= PASSAGE PROVIDED =

Lok Sabha passes OBC quota Bill that restores states' rights to decide : The Tribune India

Lok Sabha passes OBC quota Bill that restores states' rights to decide

Govt, Opposition voice support for constitution amendment Bill; first proper debate since Monsoon session began on July 19

Lok Sabha passes OBC quota Bill that restores states' rights to decide

Photo for representation only. LSTV/PTI

Tribune News Service
New Delhi, August 10

The Lok Sabha on Tuesday evening passed the 127th Constitution Amendment Bill restoring powers of the state governments to identify and notify their own lists for Other Backward Classes (OBC) and Socially and Educationally Backward Classes (SEBCs) for quota in jobs and education.

The Lok Sabha passed the Bill unanimously. This was the first proper debate of the Monsoon session since it began on July 19.

In Lok Sabha, the Bill was passed under special covid distancing norms which meant the Lok Speaker allowed MP’s to vote using slips, and not usual press of a button to register a vote.

[Stored items]
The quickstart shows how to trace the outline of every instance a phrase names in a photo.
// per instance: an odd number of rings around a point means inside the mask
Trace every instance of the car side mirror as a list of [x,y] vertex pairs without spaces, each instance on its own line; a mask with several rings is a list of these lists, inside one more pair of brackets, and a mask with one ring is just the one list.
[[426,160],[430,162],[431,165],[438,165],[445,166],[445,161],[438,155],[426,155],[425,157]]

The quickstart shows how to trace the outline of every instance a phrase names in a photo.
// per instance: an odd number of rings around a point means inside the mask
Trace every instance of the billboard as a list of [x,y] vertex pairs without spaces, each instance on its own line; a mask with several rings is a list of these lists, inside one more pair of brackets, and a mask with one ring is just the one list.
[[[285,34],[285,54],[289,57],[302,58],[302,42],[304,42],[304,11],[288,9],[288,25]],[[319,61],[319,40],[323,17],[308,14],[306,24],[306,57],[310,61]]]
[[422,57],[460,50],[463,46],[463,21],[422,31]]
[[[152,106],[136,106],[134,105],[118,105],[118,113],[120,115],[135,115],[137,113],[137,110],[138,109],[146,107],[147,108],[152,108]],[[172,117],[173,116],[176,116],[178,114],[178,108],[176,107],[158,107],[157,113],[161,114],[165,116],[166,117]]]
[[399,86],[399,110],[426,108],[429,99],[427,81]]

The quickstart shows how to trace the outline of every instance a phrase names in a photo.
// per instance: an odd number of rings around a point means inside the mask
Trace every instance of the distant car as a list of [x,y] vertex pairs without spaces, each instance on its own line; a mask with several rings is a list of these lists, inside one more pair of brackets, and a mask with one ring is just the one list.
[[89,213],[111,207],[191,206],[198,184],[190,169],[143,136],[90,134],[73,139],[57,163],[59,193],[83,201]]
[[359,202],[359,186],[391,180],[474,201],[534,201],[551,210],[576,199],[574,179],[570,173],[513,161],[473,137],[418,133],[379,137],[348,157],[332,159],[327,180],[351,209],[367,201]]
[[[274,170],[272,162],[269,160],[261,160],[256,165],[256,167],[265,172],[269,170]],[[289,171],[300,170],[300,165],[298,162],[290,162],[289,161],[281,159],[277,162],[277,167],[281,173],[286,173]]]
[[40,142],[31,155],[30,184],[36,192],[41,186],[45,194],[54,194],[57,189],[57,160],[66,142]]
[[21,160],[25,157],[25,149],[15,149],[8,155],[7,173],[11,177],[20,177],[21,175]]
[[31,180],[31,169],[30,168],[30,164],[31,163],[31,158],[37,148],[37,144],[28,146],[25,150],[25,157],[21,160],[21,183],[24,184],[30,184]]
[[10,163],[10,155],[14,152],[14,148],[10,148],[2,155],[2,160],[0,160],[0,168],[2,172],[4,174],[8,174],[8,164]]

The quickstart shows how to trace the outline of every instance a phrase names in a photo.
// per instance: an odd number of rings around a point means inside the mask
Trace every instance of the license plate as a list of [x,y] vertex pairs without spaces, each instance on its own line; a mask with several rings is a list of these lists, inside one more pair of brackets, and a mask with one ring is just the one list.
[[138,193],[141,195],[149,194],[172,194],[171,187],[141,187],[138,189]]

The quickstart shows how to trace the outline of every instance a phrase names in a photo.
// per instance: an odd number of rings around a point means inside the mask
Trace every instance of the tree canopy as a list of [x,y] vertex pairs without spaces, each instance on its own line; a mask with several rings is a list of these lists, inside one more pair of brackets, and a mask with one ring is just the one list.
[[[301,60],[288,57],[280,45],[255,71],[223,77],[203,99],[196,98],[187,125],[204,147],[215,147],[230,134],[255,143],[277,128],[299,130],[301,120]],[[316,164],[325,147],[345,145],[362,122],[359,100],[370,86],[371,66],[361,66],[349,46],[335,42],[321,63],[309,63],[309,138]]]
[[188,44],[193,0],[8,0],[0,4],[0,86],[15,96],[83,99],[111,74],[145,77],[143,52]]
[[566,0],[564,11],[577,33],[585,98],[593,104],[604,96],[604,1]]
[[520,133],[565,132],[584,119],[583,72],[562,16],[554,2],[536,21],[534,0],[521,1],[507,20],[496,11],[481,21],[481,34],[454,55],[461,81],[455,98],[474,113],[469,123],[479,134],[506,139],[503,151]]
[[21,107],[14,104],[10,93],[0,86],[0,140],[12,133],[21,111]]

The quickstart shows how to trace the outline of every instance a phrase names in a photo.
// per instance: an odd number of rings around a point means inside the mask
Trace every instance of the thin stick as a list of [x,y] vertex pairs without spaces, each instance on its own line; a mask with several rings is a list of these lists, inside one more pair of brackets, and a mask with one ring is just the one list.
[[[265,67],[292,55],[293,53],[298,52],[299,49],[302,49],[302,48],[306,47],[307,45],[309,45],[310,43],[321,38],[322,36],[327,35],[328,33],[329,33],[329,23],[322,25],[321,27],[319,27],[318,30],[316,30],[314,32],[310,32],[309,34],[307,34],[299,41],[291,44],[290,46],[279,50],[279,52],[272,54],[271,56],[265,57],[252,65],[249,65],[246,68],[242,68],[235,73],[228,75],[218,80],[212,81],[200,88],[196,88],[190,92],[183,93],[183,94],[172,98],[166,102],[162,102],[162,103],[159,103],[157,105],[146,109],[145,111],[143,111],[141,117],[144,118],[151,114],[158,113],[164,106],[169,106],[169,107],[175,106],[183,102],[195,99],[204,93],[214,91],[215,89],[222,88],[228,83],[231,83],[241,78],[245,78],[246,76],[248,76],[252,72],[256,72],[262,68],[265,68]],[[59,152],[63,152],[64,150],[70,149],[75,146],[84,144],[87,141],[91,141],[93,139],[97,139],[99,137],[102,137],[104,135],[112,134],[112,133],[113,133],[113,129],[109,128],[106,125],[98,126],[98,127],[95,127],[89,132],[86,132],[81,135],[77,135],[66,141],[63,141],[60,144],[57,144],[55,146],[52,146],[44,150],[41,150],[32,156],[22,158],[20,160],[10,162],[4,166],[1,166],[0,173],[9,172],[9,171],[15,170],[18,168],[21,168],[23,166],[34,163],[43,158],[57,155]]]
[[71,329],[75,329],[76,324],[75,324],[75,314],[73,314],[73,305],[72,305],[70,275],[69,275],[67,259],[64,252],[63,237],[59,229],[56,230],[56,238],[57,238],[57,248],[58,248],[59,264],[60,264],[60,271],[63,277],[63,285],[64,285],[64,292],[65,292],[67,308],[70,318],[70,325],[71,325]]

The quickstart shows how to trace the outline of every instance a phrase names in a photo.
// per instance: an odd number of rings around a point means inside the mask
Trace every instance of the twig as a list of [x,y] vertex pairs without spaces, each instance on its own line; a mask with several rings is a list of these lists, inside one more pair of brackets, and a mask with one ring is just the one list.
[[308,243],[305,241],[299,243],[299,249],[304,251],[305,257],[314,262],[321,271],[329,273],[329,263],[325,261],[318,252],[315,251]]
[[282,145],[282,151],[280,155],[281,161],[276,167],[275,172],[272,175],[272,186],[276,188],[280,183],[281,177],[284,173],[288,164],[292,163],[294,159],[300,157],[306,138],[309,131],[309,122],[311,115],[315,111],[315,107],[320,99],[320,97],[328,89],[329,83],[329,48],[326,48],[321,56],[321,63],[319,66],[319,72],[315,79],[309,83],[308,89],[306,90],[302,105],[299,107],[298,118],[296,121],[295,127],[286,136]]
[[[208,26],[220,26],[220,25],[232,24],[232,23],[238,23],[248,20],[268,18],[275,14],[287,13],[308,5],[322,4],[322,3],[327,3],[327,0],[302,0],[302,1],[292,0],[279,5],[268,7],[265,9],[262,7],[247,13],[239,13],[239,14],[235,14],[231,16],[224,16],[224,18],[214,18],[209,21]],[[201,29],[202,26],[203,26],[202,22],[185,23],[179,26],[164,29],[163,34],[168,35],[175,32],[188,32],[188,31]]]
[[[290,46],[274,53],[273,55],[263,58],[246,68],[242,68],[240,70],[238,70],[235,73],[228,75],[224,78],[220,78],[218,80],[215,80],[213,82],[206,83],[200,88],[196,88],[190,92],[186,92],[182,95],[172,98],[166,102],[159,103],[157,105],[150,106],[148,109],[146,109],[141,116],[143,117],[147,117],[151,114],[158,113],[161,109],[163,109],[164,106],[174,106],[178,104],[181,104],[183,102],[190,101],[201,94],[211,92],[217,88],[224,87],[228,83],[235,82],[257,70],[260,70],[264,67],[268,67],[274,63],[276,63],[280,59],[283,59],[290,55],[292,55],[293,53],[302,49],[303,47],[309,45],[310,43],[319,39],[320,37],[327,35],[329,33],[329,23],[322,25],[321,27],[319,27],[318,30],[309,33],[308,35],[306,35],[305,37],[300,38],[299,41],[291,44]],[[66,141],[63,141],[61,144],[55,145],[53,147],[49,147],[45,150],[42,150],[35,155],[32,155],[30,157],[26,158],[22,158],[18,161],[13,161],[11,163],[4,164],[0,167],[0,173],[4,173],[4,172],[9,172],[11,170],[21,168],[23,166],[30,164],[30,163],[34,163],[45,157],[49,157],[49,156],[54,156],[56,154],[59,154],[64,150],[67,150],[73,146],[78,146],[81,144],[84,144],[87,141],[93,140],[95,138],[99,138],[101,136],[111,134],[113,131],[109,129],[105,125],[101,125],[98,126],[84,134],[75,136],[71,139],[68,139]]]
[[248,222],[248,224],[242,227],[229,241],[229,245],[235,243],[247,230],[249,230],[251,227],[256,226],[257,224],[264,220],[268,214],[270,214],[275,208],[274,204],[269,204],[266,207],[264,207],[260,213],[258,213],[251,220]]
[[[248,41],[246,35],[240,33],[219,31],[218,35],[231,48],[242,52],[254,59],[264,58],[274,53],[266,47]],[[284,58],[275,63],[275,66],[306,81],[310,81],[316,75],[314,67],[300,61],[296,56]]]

= COMPLETE THE FOLLOWING =
1. According to the OBC quota article, how did the Lok Sabha Speaker allow MPs to vote on the Bill?
2. Print the OBC quota article word for word from "Govt, Opposition voice" to "register a vote.".
The records have no connection to the OBC quota article.

= PER-TASK ANSWERS =
1. MPs voted using slips instead of the usual press of a button.

2.
Govt, Opposition voice support for constitution amendment Bill; first proper debate since Monsoon session began on July 19

Lok Sabha passes OBC quota Bill that restores states' rights to decide

Photo for representation only. LSTV/PTI

Tribune News Service
New Delhi, August 10

The Lok Sabha on Tuesday evening passed the 127th Constitution Amendment Bill restoring powers of the state governments to identify and notify their own lists for Other Backward Classes (OBC) and Socially and Educationally Backward Classes (SEBCs) for quota in jobs and education.

The Lok Sabha passed the Bill unanimously. This was the first proper debate of the Monsoon session since it began on July 19.

In Lok Sabha, the Bill was passed under special covid distancing norms which meant the Lok Speaker allowed MP’s to vote using slips, and not usual press of a button to register a vote.